* **Extract to read**

As an organization grows it may become more complicated but it shouldn’t become more complex.
If you are a chocolatier, you’re operating a pretty simple business. Chocolate typically has five basic ingredients; Even when you make different chocolate varieties and different packaging for seasons, size etc it may become complicated but it isn’t complex.
Growing your chocolate business by acquisition on the other hand can become fairly complex. Your target acquisition needs to be receptive to the idea, at a price and terms you both can agree on. You need to agree on the benefits of joining forces and be able to persuade shareholders, customers, employees, suppliers, and regulators that it is a good idea. The successful pursuit and integration of an acquisition is a complex issue. Think about trying to grow this business by acquiring Artisan chocolate makers, which these days is so often the case for the major chocolate manufacturers!
Let’s switch gears and look at the US airline industry. Southwest Airlines began services on June 18, 1971, with three Boeing 737 and has predominantly operated the Boeing 737 for 49 years. Their strategy of operating only one type of aircraft for 49 years helped reduce the impact of complexity of their business and helped keep their operating costs one of the lowest in the industry. Even after acquiring AirTran Airways, Southwest chose to lease Airtran’s fleet to Delta rather than create variation in their flight operations.
Compare them to American Airlines who operate 20+ aircraft from four different manufacturers and you begin to see the difference in complexity between the two business models. Activities such as hiring, training and re-certifying a pilot to operate an aircraft may be complicated but it isn’t onerous. Even assembling and distributing safety manuals isn’t difficult. However, the operation of a business model which involves so many different skills, pay scales, seniority, operational procedures, and aircraft and you begin to see how complicated becomes complex.
Leaders, like Herb Kelleher, Southwest Airlines founder, make choices grounded in simplicity. Other leaders, over time, make choices that impact the shift from complicated to complex. In moving from complex to complicated we are adding future costs to our organization; costs that are not necessarily variable and certainly difficult to manage.
CASE STUDY – COMPLICATED TO COMPLEX
A large fresh produce distributor managed their entire revenue cycle on Excel. Developed by an excel guru when the business was small, this sophisticated set of worksheets continued to track orders and sales even as the company grew exponentially over a five year period. While perhaps not the best option, it worked. For a while. With no significant change to the revenue management system the spreadsheet soon became difficult to open and even harder to navigate. Only one person, the original creator, fully understood the mechanics of the reporting tool. Complicated had become complex and the business created a single point of failure as financial reporting became increasingly dependent on a single employee. What would happen if he were to leave? How would someone new be able to learn the intricacies of the spreadsheet? How long would it take? In the meantime, how is management able to effectively rely on, or judge, the insights without any ability for review?
As organizations become increasingly complicated we need to watch our for shifts to complexity. These shifts often create risk, add future costs, and reduce reliability.
Complexity is also one the largest sources of disengagement in the workforce. Complex operational issues make it increasingly difficult for employees to be successful. Complexity leads to ambiguity, misinterpretation, and misunderstanding which in turn results in a ‘me vs we’ attitude. In addition, complexity leads to a culture of restraint and mediocrity which negatively impacts productivity, efficiency, and effectiveness.
Leaders should consider not only how they are building their organization but how to do so with a view to minimizing complexity. Often we respond to growth by simply layering on top of our existing procedures a new set of activities and responsibilities. We don’t look at the organization and ask what was necessary before that we no longer need today. Looking at the organization with a view to unravelling the complexity that was previously laid down will go a long way to help improve bottom line results as well as employee engagement and job satisfaction.

* **Listed entries**
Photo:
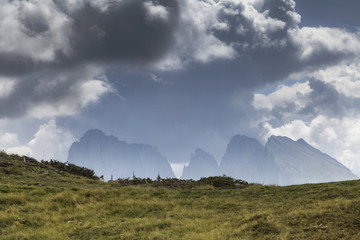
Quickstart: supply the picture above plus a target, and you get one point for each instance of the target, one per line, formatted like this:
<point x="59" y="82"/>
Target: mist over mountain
<point x="300" y="163"/>
<point x="282" y="161"/>
<point x="247" y="159"/>
<point x="202" y="164"/>
<point x="107" y="155"/>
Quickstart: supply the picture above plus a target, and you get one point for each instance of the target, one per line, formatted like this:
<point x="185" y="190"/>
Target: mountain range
<point x="281" y="161"/>
<point x="110" y="157"/>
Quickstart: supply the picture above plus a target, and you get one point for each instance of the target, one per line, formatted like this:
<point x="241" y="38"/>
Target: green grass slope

* **Required work**
- a) Please copy from the essay on business complexity everything from "Let’s switch gears" down to "their flight operations.".
- b) Name every group that the essay on business complexity says you must persuade that an acquisition is a good idea.
- c) Render this sentence from the essay on business complexity in Spanish: "Leaders, like Herb Kelleher, Southwest Airlines founder, make choices grounded in simplicity."

* **Solutions to the tasks**
- a)
Let’s switch gears and look at the US airline industry. Southwest Airlines began services on June 18, 1971, with three Boeing 737 and has predominantly operated the Boeing 737 for 49 years. Their strategy of operating only one type of aircraft for 49 years helped reduce the impact of complexity of their business and helped keep their operating costs one of the lowest in the industry. Even after acquiring AirTran Airways, Southwest chose to lease Airtran’s fleet to Delta rather than create variation in their flight operations.

- b) shareholders, customers, employees, suppliers, regulators

- c) Los líderes, como Herb Kelleher, fundador de Southwest Airlines, toman decisiones basadas en la sencillez.